• [LISTED RECORDS]:

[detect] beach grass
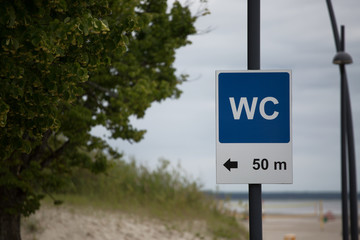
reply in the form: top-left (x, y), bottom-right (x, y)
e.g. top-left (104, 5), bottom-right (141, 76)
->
top-left (48, 158), bottom-right (247, 240)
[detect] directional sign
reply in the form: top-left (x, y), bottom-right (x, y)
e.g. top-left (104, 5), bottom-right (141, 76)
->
top-left (224, 158), bottom-right (238, 171)
top-left (216, 70), bottom-right (292, 184)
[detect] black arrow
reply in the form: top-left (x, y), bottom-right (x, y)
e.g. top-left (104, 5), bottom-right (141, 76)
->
top-left (223, 158), bottom-right (238, 171)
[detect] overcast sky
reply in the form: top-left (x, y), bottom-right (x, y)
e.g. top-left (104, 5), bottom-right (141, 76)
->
top-left (93, 0), bottom-right (360, 192)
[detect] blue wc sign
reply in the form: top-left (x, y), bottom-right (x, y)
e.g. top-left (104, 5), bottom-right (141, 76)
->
top-left (215, 70), bottom-right (293, 184)
top-left (218, 71), bottom-right (290, 143)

• [YOUR OBJECTIVE]: Every line of the listing that holds "sign" should be found and copied.

• [RESPONSE AREA]:
[detect] directional sign
[detect] blue wc sign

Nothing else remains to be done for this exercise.